DATASET EXTRACT:
■ ■ ■ ■ ■ ■ ■

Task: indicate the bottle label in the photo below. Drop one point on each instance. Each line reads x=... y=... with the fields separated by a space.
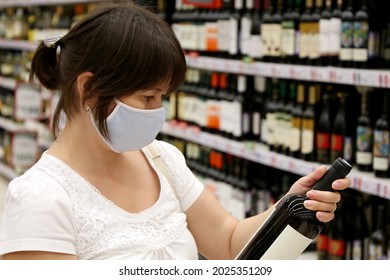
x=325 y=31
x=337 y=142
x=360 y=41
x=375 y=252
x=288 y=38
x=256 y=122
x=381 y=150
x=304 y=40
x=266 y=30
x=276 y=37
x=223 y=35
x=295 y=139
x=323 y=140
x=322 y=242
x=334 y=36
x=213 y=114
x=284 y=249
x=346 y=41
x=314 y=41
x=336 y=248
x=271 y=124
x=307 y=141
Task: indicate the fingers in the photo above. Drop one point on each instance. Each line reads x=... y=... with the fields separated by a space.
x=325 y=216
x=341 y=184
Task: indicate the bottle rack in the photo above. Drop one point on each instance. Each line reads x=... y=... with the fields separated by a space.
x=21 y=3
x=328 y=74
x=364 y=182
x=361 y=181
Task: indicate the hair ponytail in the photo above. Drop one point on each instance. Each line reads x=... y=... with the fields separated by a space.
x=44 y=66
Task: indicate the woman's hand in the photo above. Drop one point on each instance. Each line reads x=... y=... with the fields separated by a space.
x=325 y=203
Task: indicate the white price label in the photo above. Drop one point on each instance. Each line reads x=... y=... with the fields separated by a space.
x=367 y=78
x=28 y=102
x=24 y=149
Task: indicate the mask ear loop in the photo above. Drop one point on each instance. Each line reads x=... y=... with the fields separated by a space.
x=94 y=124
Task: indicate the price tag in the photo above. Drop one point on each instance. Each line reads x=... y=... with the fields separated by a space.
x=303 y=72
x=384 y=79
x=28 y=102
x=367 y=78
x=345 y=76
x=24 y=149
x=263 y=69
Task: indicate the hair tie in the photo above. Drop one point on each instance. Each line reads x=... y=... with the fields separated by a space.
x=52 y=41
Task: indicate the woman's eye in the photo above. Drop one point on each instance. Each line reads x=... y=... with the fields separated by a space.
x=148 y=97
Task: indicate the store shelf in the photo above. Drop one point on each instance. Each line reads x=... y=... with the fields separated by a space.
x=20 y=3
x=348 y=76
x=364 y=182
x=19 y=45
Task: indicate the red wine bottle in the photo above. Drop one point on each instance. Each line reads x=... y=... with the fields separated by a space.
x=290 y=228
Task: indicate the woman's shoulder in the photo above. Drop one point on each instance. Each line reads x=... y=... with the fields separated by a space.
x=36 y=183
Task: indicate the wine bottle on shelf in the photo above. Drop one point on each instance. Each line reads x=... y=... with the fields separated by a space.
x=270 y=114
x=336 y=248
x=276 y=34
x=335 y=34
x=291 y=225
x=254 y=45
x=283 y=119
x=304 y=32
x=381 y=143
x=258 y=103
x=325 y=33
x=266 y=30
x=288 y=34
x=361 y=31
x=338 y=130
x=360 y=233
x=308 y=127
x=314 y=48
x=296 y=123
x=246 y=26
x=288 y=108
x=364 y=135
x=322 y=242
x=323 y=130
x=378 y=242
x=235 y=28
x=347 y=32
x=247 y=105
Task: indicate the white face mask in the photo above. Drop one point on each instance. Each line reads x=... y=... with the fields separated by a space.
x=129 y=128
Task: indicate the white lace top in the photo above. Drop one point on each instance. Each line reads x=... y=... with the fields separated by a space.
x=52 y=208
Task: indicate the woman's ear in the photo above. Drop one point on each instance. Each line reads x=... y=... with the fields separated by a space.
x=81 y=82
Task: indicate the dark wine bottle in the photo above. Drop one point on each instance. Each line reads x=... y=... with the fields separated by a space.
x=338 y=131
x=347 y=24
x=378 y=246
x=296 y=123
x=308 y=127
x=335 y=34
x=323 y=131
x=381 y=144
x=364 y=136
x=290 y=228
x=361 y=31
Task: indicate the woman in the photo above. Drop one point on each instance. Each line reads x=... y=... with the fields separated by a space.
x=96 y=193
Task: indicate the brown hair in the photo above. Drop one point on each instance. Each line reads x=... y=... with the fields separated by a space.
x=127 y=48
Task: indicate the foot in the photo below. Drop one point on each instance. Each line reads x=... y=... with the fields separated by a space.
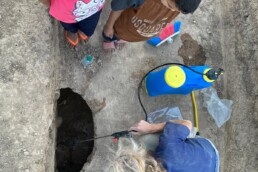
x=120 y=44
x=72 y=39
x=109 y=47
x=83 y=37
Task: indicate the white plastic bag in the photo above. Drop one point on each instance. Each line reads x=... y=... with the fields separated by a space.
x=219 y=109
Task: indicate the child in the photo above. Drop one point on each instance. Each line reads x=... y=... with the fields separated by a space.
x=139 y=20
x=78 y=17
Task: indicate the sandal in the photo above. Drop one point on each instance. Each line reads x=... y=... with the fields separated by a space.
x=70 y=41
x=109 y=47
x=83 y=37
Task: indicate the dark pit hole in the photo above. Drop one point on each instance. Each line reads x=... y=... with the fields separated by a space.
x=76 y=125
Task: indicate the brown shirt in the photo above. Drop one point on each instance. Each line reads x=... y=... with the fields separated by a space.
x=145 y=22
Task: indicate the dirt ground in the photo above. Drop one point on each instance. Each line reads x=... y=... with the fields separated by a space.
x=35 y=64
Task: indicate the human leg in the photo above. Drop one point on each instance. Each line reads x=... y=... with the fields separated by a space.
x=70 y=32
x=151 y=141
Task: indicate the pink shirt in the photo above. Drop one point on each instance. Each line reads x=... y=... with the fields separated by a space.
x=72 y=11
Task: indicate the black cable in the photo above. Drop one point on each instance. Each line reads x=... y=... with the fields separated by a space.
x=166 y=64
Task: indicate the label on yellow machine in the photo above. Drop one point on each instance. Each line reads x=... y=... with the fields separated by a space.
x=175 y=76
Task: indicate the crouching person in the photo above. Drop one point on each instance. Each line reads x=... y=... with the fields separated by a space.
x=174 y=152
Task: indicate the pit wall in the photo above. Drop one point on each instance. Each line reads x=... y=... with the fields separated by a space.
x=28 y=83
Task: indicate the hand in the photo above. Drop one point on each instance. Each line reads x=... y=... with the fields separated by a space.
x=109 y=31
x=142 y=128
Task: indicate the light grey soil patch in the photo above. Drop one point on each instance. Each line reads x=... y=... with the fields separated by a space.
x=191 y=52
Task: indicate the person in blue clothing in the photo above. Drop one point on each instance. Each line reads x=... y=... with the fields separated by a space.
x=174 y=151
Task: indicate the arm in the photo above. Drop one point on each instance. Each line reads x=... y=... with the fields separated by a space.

■ ■ ■ ■ ■ ■ ■

ACTION ITEM: Transcribe the material above word for word; images do not belong in the copy.

FINISHED TASK:
Task: indicate the bottle label in the photo below. Drop one point on each instance. Each line reads x=... y=... with the fields separated by a space.
x=325 y=31
x=337 y=142
x=360 y=41
x=375 y=252
x=288 y=38
x=256 y=122
x=381 y=150
x=304 y=40
x=266 y=30
x=276 y=37
x=223 y=35
x=295 y=139
x=323 y=140
x=322 y=242
x=334 y=36
x=213 y=114
x=284 y=249
x=346 y=41
x=314 y=41
x=336 y=248
x=271 y=124
x=307 y=141
Task: indicate the fingers in the photo above. Drop one point on each instance. Each line reads x=... y=... with the fields separated by a space.
x=325 y=216
x=341 y=184
Task: indicate the bottle rack in the photo above. Drop one point on each instance. Each line reads x=... y=... with the fields separated by a space.
x=21 y=3
x=328 y=74
x=364 y=182
x=361 y=181
Task: indicate the hair ponytail in the photo above. Drop one point on each instance. Each line reads x=... y=... with the fields separated by a space.
x=44 y=66
Task: indicate the woman's hand in the photo above. Drop one point on each instance. Each line reads x=... y=... with the fields separated by a space.
x=325 y=203
Task: indicate the white price label in the photo above. Drop one point on each instance. Each line reads x=... y=... with the fields separated by a space.
x=367 y=78
x=28 y=102
x=24 y=149
Task: indicate the mask ear loop in the photo above. Drop one point on each instance. Each line reads x=... y=... with the fields separated by a space.
x=94 y=124
Task: indicate the price tag in the photo above. Drop one point on each instance. Each line reads x=... y=... with the fields separated by a space.
x=303 y=72
x=384 y=79
x=28 y=102
x=367 y=78
x=345 y=76
x=24 y=149
x=263 y=69
Task: indicate the hair tie in the photo above. Drop one point on each instance. Each line reads x=... y=... with the fields separated by a space.
x=52 y=41
Task: indicate the woman's eye in the photo above. Drop one point on each instance. Each line reads x=... y=... with the fields separated by a space.
x=148 y=97
Task: indicate the store shelf in the photo above. Drop one point on each instance. Each line reads x=... y=... with the fields separated by a space.
x=20 y=3
x=348 y=76
x=364 y=182
x=19 y=45
Task: indicate the red wine bottle in the photo above. Drop one point on each instance. Each line reads x=... y=... with the fields separated by a space.
x=290 y=228
Task: indicate the woman's shoulder in the photo above. Drop one point on each instance. Each line reads x=... y=... with the fields separated by a space.
x=36 y=183
Task: indicate the wine bottle on shelf in the photo above. Drop one point on each instance. Each line reads x=... y=... with the fields separated by a space.
x=270 y=114
x=336 y=248
x=276 y=34
x=335 y=34
x=291 y=225
x=254 y=45
x=283 y=119
x=304 y=32
x=381 y=143
x=258 y=103
x=325 y=33
x=266 y=30
x=288 y=34
x=361 y=31
x=338 y=130
x=360 y=233
x=308 y=127
x=314 y=48
x=296 y=123
x=246 y=26
x=288 y=108
x=364 y=135
x=322 y=242
x=323 y=130
x=378 y=242
x=235 y=28
x=347 y=32
x=247 y=105
Task: indicate the white face mask in the photo above. Drop one point on each instance. Each line reads x=... y=... with the fields separated by a space.
x=129 y=128
Task: indicate the white lace top in the photo above. Drop one point on each instance. Each line reads x=... y=... with the fields separated by a space.
x=52 y=208
Task: indicate the woman's ear in the photo above. Drop one point on each instance. Each line reads x=... y=... with the fields separated by a space.
x=81 y=82
Task: indicate the dark wine bottle in the photo above. Drop one point on each instance. Each line reads x=... y=... with the fields separated by a space.
x=338 y=131
x=347 y=24
x=378 y=246
x=296 y=123
x=308 y=127
x=335 y=34
x=323 y=131
x=381 y=144
x=364 y=136
x=290 y=228
x=361 y=31
Task: indicate the woman in the photo above. Drop one point on each instance. Each line reads x=... y=... with the fields separated by a space.
x=96 y=193
Task: indicate the brown hair in the photo above. Drop one point on each instance. Each line reads x=... y=... with the fields separated by a space.
x=127 y=48
Task: indicate the foot in the photo below. Drop one point on each instance. Each line reads x=... y=... with the fields separated by a space.
x=120 y=44
x=72 y=39
x=109 y=47
x=83 y=37
Task: indicate the white plastic bag in the photo above. Drop one point on each instance. Each line reads x=... y=... with the fields separated by a space.
x=219 y=109
Task: indicate the child in the photo above. Drop one point on each instance. Each line reads x=... y=... with the fields separated by a space.
x=139 y=20
x=78 y=17
Task: indicate the sandal in the photo above. Drop one point on each instance. Each line reads x=... y=... with the fields separated by a space.
x=70 y=41
x=109 y=47
x=83 y=37
Task: indicate the dark pit hole in the photo above. Drop one point on each instance. Each line reads x=... y=... with the fields separated by a space.
x=76 y=125
Task: indicate the brown shirt in the photo above. Drop one point on each instance. Each line reads x=... y=... with the fields separated by a space.
x=145 y=22
Task: indicate the dirt ground in the photo above. Drop one point on each instance. Each line reads x=... y=... with the fields separated by a space.
x=35 y=64
Task: indicate the human leg in the photo above. Drop one point on each instance. Each line reads x=... y=... with the fields separated by a space.
x=70 y=32
x=151 y=141
Task: indicate the pink shirt in the photo above. Drop one point on each instance. Each line reads x=... y=... with the fields separated by a space.
x=72 y=11
Task: indicate the black cable in the photo above. Drop one point on each instance. Each line reads x=... y=... with the fields separated by a space.
x=166 y=64
Task: indicate the label on yellow machine in the photo above. Drop one point on each instance. Each line reads x=... y=... with the fields separated by a space.
x=175 y=76
Task: indicate the crouching person in the photo above. Drop one point on each instance. Each line reads x=... y=... with the fields separated by a space.
x=174 y=152
Task: indicate the pit wall in the photo above. Drop one point on each instance. Each line reads x=... y=... with the fields separated by a space.
x=28 y=83
Task: indicate the hand in the photo above. Drop one point on each instance. Each line reads x=... y=... with the fields separated by a space.
x=109 y=31
x=142 y=128
Task: indicate the light grey soil patch in the photo above. Drop one point on each instance. Each line reads x=... y=... with the fields separated by a space.
x=191 y=52
Task: indicate the person in blue clothing in the photo above. Drop one point on each instance. Each line reads x=... y=... with the fields separated by a space.
x=174 y=151
Task: indicate the arm in the photo above. Drop one point on each instance. Each line reads x=... y=... with the fields separated by a space.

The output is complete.